# Provided data start
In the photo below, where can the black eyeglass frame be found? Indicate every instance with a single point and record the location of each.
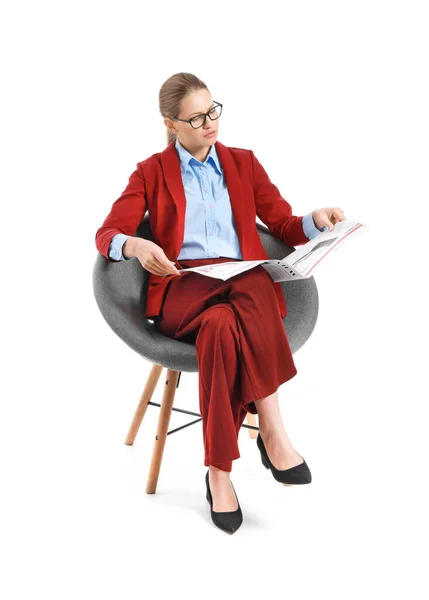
(217, 104)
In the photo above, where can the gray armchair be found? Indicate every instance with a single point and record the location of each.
(120, 290)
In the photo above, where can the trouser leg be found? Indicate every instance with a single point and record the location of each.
(242, 349)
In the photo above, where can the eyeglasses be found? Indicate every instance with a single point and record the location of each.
(198, 121)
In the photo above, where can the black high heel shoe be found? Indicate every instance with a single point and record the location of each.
(228, 521)
(298, 474)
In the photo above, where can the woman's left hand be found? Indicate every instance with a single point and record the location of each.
(327, 217)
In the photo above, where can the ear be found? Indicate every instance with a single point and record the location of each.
(169, 124)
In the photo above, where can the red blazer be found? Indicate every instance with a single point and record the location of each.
(156, 186)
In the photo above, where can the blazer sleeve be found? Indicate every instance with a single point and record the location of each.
(126, 214)
(273, 210)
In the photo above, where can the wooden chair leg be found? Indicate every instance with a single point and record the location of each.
(149, 388)
(162, 429)
(251, 420)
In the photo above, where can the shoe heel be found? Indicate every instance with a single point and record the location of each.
(264, 462)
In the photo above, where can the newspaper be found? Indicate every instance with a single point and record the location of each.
(299, 264)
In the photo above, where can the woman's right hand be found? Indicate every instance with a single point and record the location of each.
(151, 256)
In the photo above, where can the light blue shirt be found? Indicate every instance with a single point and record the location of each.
(209, 222)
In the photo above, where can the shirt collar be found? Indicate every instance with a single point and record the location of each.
(185, 158)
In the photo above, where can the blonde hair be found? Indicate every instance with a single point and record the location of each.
(172, 92)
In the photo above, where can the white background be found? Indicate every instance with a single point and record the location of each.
(332, 97)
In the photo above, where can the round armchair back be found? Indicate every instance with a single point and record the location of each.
(120, 290)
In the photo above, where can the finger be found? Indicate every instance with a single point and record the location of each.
(163, 265)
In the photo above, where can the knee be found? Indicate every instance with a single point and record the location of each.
(220, 316)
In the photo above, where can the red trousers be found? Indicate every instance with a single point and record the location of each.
(242, 349)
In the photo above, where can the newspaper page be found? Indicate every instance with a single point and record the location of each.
(299, 264)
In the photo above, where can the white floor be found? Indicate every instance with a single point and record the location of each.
(77, 522)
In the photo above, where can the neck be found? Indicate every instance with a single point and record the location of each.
(198, 152)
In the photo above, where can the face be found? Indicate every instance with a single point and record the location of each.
(194, 139)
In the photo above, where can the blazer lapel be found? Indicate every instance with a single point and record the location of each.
(171, 167)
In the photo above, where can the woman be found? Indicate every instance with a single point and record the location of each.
(203, 198)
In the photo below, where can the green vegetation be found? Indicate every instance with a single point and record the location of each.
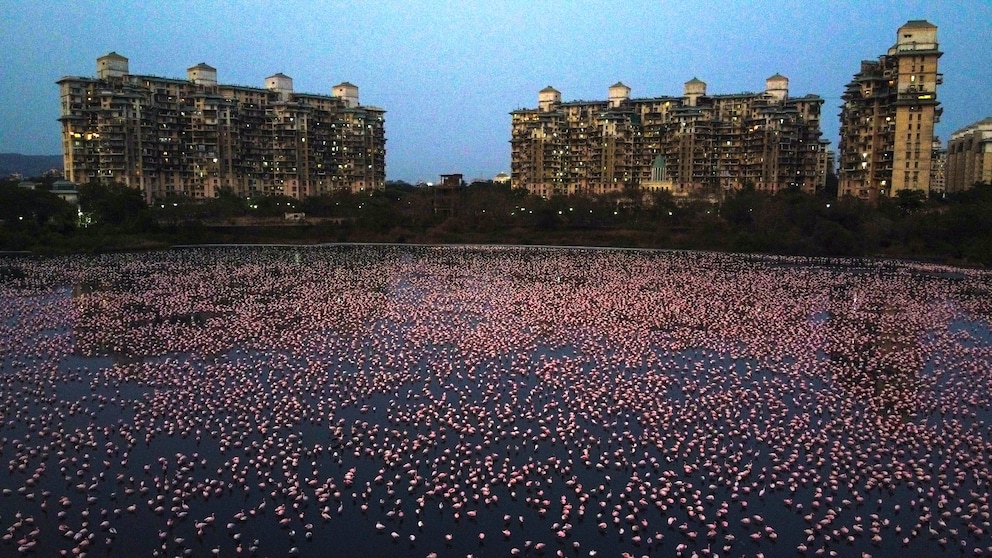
# Provided data end
* **Set exercise**
List each line above that contains the word "shirt", and copy every such line in full. Case counts.

* **The result**
In the photo above, where can the light blue shirt be found? Indicate every instance with a single point and record the location of each.
In the photo above, where can the shirt collar be found? Indicate every instance with a single point and record the location of each.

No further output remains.